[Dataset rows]
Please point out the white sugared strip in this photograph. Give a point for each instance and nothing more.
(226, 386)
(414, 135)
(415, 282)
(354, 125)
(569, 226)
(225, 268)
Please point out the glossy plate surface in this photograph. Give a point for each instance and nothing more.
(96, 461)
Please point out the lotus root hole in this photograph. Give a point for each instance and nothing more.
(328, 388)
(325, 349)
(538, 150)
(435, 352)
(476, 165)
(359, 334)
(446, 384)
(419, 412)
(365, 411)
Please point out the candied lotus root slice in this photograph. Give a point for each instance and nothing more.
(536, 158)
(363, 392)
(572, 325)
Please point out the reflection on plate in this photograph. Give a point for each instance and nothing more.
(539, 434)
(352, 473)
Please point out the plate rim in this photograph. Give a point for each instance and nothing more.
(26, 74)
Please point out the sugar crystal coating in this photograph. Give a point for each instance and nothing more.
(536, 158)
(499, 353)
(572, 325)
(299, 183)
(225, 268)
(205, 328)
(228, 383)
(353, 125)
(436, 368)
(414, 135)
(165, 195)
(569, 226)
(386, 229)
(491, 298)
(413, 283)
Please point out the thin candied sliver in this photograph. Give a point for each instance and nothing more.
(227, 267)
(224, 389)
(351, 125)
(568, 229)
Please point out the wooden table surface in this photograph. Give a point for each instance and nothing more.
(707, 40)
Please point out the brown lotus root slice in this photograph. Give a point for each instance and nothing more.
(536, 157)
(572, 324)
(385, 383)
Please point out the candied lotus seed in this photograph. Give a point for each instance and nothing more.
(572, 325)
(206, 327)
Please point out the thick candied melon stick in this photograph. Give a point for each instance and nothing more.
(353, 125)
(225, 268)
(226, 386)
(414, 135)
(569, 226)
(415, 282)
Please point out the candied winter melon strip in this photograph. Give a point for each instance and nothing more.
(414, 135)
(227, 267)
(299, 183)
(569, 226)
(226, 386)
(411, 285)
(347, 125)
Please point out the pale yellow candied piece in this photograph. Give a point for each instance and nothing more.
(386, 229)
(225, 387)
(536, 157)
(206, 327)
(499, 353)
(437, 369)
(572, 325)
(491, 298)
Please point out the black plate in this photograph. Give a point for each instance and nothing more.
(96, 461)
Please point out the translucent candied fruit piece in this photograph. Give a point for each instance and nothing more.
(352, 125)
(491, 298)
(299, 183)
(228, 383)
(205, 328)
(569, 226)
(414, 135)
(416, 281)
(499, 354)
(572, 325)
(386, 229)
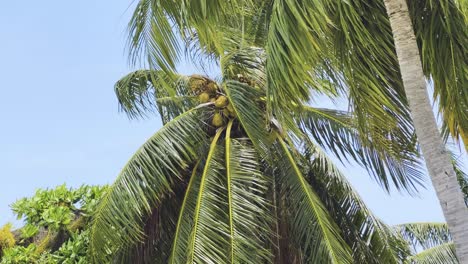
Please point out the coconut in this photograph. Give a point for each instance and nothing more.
(212, 87)
(230, 110)
(196, 84)
(221, 101)
(204, 98)
(217, 120)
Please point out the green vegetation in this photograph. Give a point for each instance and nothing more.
(56, 227)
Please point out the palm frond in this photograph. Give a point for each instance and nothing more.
(295, 28)
(184, 225)
(159, 229)
(441, 29)
(246, 101)
(390, 162)
(462, 176)
(151, 34)
(442, 254)
(371, 240)
(425, 235)
(249, 218)
(312, 229)
(209, 240)
(144, 182)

◆ What the exercise asks ◆
Give the material again exactly as it is, but keep the pictures out.

◆ Solution to this exercise ◆
Please point out the white sugared strip in this photograph. Give a point for each instance and nothing more.
(226, 386)
(414, 135)
(415, 282)
(354, 125)
(569, 226)
(225, 268)
Please point out the glossy plate surface in this photograph. Give a point for each instance and nothing more.
(96, 461)
Please point out the lotus root hole in this photograph. Give a point for each instance and nothing more.
(328, 388)
(325, 349)
(538, 150)
(435, 352)
(476, 165)
(359, 334)
(446, 384)
(419, 412)
(365, 411)
Please point out the candied lotus root slice in this photograph. Give a point for each instance and nothing more.
(536, 158)
(363, 392)
(572, 325)
Please point out the reflection on plate in this photograph. Give a point for each instance and nothing more.
(539, 434)
(352, 473)
Please point out the plate rim in this photograph. Give a point for each instance and nothing more.
(26, 74)
Please point out the sugar crystal coating in this photograph. Give a point for each instance and nothing more.
(536, 158)
(499, 353)
(572, 325)
(299, 183)
(225, 268)
(205, 328)
(228, 383)
(353, 125)
(436, 368)
(414, 135)
(165, 195)
(569, 226)
(386, 229)
(491, 298)
(413, 283)
Please point out the thin candied sliver in this photograph. Give a point for each instance and nothing more.
(227, 267)
(224, 389)
(351, 125)
(568, 229)
Please point out the wooden table surface in this photograph. Give a point for each instance and nothing more.
(707, 40)
Please point out the brown lotus root slice in this photograph. Give a point for each instance and nothing more.
(536, 157)
(572, 324)
(385, 383)
Please point out the candied lotus seed in this photograph. Give a point for each instance and nothing more.
(572, 325)
(206, 327)
Please point out the thick candied melon stick in this photograph. Give a point for each instance and nothing more.
(353, 125)
(225, 268)
(226, 386)
(414, 135)
(569, 226)
(415, 282)
Please point out the candied winter melon strip in this photograph. Give a point for each instance and nothing more.
(414, 135)
(227, 267)
(299, 183)
(569, 226)
(226, 386)
(411, 285)
(347, 125)
Please point out the pale yellow candied piece in this photograph. Give a point for each instance and nothing more.
(386, 229)
(225, 387)
(536, 157)
(206, 327)
(499, 353)
(437, 369)
(572, 325)
(491, 298)
Please point out the black plate in this photograph. Give a point for each instance and nothing more.
(96, 461)
Please point out the translucent candied fruit piece in this photograph. Give a point for each instance and nothing more.
(352, 125)
(491, 298)
(299, 183)
(228, 383)
(205, 328)
(569, 226)
(414, 135)
(416, 281)
(499, 354)
(572, 325)
(386, 229)
Please point out the coconut in this photograph. Give a point for each instance and nothing more.
(212, 87)
(230, 110)
(196, 84)
(221, 101)
(204, 98)
(217, 120)
Please point out the green vegetation in this photograph. Give a point for each instance and nothing more.
(56, 227)
Please point out the palm frond in this photograph. Give a point for each instance and nothing more.
(295, 28)
(184, 225)
(159, 229)
(441, 29)
(246, 101)
(390, 162)
(462, 176)
(151, 34)
(442, 254)
(371, 240)
(425, 235)
(249, 218)
(312, 229)
(209, 240)
(144, 182)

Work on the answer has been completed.